Task requirements:
a) Using the biographical passage, answer these:
(i) How many years did acupuncture school end up taking the writer?
(ii) What degree did the writer earn at the University of North Florida?
(iii) What inspired the logo for Ancestral Acupuncture?
b) Write out the biographical passage word for word, everything from "As a teenager, I" down to "took me six.".

Passage provided:
************
Dream diagnosis has always been integral to the Chinese Medical tradition. I also love helping people work with nightmares and recurring dreams. My Master's thesis, Reinstating the Role of Community Dreaming Using Traditional Protocol and Open-Source Technology, explores dreaming as a way of life and as a measure of communal health. I cataloged dreams by theme against an astronomical ephemeris to detect patterns and develop a dictionary of portent.
As a teenager, I experienced acupuncture and herbal medicine for the first time. Dr. Kawalski, a seven-foot-tall Slavic OMD, helped my allergies, asthma, eating disorder, and severe depression more than anything ever had, so I began to consider East Asian medicine as a career path. I always pestered the local acupuncturists with questions. They told me to go to acupuncture school. I declined after they told me it would take three years. Eventually, it took me six.
After graduating from the University of North Florida with an English degree, I left Florida in 2004 to attend the Indigenous Mind Master’s Program at Naropa University in Oakland, California. I began to study with elders while exploring my own ancestral traditions (and I learned a lot about ceremony the hard way). My teachers—storytellers and medicine people from all over the globe—showed me that everything is natural, and nothing is supernatural. Continuity with my native lands and traditions helped me develop a sense of belonging, which I learned to carry with me.
My journeys to Ireland changed my life by showing me the deep, awakened comfort of a cultural homeland. The enchanting power of the megalithic monuments inspired the logo for Ancestral Acupuncture. I have dreamed of indigenous Gaels blessing recumbent co-conspirators with holy water on the branches of mistletoe in the mounds. I marvel at my Nuragic ancestors’ mastery of the interplay between land and sky, archived in sophisticated stone structures. These portals' precise embodiment of natural cycles motivated me to pursue the similar, unbroken traditions of Chinese calendar science and geomancy.
************
Given information:

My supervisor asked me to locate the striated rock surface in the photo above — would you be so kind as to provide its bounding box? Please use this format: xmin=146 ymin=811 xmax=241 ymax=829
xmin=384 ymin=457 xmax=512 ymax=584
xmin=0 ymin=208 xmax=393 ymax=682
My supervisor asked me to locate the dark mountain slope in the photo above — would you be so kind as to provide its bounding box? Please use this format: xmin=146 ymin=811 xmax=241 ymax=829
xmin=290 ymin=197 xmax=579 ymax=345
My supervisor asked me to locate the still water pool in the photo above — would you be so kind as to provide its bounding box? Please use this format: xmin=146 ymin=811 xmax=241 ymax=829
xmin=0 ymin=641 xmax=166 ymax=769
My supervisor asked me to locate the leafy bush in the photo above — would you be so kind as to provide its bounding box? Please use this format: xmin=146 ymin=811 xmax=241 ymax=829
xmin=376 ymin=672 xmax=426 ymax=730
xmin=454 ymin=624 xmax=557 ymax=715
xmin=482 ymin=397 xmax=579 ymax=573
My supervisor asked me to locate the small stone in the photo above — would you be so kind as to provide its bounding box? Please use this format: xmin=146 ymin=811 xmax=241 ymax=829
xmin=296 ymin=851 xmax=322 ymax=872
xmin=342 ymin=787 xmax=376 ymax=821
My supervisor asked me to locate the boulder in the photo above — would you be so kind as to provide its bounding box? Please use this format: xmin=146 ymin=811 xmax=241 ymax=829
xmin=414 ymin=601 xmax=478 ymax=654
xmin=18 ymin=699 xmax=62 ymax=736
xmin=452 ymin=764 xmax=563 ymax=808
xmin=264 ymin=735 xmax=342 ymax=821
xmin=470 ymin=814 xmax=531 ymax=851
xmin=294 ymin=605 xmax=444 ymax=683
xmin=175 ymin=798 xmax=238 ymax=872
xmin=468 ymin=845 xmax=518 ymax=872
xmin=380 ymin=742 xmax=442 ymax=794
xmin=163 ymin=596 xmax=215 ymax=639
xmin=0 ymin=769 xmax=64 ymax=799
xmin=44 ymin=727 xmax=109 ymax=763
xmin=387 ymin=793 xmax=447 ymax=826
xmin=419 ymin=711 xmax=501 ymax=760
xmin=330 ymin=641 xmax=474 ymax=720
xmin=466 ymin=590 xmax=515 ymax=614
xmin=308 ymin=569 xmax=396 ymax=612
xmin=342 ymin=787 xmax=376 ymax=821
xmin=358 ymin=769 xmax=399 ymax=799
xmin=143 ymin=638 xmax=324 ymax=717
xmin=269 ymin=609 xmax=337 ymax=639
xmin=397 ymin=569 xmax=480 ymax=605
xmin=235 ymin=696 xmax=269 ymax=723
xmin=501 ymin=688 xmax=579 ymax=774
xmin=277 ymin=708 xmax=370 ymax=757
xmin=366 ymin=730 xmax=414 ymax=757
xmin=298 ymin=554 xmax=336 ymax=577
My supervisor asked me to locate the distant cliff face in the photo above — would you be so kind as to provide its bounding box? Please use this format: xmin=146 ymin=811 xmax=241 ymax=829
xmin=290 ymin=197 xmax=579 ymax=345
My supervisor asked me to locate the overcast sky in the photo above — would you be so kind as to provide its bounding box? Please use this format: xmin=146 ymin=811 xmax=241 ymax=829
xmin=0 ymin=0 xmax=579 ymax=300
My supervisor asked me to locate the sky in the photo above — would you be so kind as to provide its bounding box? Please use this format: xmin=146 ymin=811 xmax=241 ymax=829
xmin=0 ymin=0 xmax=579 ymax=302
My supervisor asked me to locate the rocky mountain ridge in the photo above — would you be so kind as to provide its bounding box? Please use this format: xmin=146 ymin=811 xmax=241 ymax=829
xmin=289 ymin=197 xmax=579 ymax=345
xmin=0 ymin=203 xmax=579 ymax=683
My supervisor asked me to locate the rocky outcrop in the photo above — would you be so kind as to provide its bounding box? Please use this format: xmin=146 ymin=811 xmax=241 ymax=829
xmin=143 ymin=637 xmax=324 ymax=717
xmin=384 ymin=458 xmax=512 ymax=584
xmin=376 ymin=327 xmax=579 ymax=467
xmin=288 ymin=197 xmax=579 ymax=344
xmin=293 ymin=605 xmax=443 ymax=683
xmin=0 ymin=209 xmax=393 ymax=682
************
Responses for each task:
a)
(i) Six years.
(ii) An English degree.
(iii) The enchanting power of the megalithic monuments.

b)
As a teenager, I experienced acupuncture and herbal medicine for the first time. Dr. Kawalski, a seven-foot-tall Slavic OMD, helped my allergies, asthma, eating disorder, and severe depression more than anything ever had, so I began to consider East Asian medicine as a career path. I always pestered the local acupuncturists with questions. They told me to go to acupuncture school. I declined after they told me it would take three years. Eventually, it took me six.